§ TASK TO CARRY OUT
Arrange the material below as a two-column CSV with the header columns "prompt" and "reply" and one row per request. Put the request text under "prompt" and its answer under "reply", each in a single quoted field, with any line breaks replaced by spaces.

##### DATA LINES #####

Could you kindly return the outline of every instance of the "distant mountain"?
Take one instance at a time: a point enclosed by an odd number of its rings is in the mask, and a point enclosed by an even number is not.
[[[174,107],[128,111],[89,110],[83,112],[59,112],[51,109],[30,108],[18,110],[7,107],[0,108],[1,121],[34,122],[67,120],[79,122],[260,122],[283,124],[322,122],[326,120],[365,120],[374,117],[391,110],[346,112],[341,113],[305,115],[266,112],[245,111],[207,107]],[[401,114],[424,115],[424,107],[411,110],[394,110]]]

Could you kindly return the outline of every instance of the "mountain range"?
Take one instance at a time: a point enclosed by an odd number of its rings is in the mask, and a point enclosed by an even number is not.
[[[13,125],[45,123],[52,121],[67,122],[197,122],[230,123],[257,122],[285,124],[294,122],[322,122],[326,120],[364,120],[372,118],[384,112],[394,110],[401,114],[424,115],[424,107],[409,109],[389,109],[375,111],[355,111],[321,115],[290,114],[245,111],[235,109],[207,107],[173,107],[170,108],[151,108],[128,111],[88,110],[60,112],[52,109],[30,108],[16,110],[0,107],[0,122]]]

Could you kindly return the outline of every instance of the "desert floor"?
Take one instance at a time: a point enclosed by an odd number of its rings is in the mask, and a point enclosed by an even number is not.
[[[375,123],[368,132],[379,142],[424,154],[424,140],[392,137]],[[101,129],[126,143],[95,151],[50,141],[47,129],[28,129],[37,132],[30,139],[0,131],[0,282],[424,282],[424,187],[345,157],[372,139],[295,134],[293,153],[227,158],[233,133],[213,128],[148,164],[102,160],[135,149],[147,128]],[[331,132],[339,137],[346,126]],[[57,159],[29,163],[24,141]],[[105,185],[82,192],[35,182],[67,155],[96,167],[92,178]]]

#####

§ FINAL RESULT
prompt,reply
"Could you kindly return the outline of every instance of the ""distant mountain""? Take one instance at a time: a point enclosed by an odd number of its rings is in the mask, and a point enclosed by an even number is not.","[[[174,107],[128,111],[89,110],[83,112],[59,112],[51,109],[30,108],[18,110],[7,107],[0,108],[1,121],[34,122],[67,120],[79,122],[260,122],[283,124],[322,122],[326,120],[365,120],[374,117],[391,110],[346,112],[341,113],[305,115],[266,112],[245,111],[207,107]],[[401,114],[424,115],[424,107],[411,110],[394,110]]]"
"Could you kindly return the outline of every instance of the ""mountain range""? Take one instance at a time: a point enclosed by an odd number of its rings is in the mask, and a point enclosed by an even number is not.","[[[13,125],[45,123],[52,121],[67,122],[197,122],[230,123],[257,122],[285,124],[294,122],[322,122],[326,120],[364,120],[372,118],[384,112],[394,110],[401,114],[424,115],[424,107],[409,109],[389,109],[375,111],[355,111],[321,115],[290,114],[245,111],[235,109],[207,107],[173,107],[170,108],[151,108],[128,111],[88,110],[60,112],[52,109],[30,108],[16,110],[0,107],[0,122]]]"
"Could you kindly return the outline of every instance of the ""desert floor""? Take one instance at a time: a point enclosed by an odd number of its rings is in the mask, and a point enclosed by an even number is not.","[[[375,123],[368,132],[379,142],[424,154],[424,140],[392,137]],[[101,129],[126,143],[95,151],[50,141],[47,129],[28,129],[37,132],[30,139],[0,131],[0,282],[424,282],[424,187],[345,157],[372,139],[295,134],[293,153],[227,158],[233,133],[213,128],[148,164],[102,160],[135,149],[147,128]],[[331,132],[339,137],[346,126]],[[57,159],[29,163],[24,141]],[[105,185],[82,192],[35,182],[67,155],[96,167],[92,178]]]"